The exercise: Would you write out the entries below word for word, leaving the pictures out?

Image location labeling entries
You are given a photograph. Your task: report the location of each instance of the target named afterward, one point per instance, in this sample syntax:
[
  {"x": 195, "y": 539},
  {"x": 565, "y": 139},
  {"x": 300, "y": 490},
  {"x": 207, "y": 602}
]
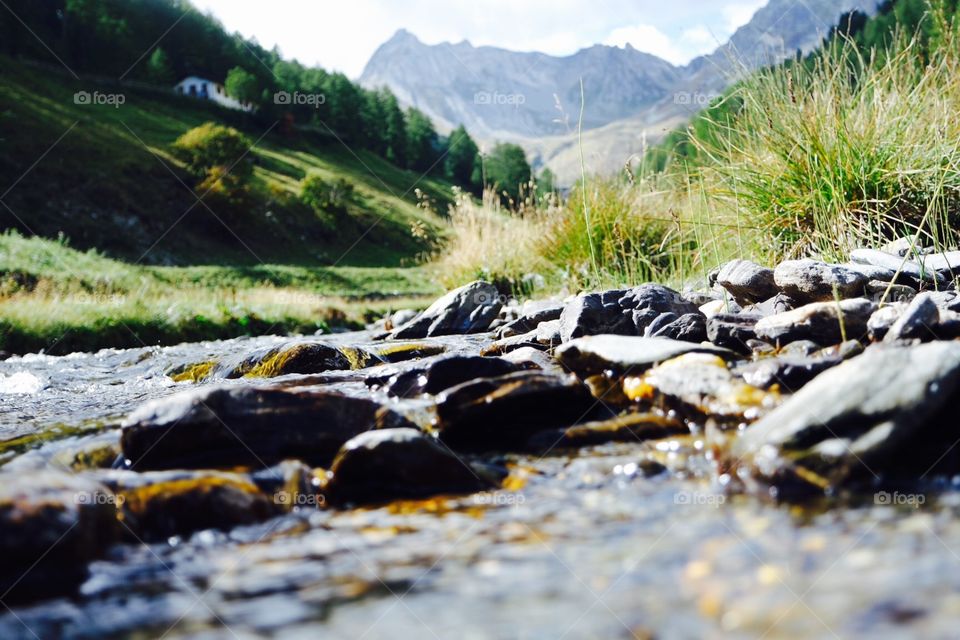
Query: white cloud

Answer:
You are given a photograph. Your task: report the location of each instance of the target named afterward, one point per instance, in this sample syntax:
[
  {"x": 195, "y": 539},
  {"x": 565, "y": 139},
  {"x": 300, "y": 490},
  {"x": 207, "y": 602}
]
Query: white cloud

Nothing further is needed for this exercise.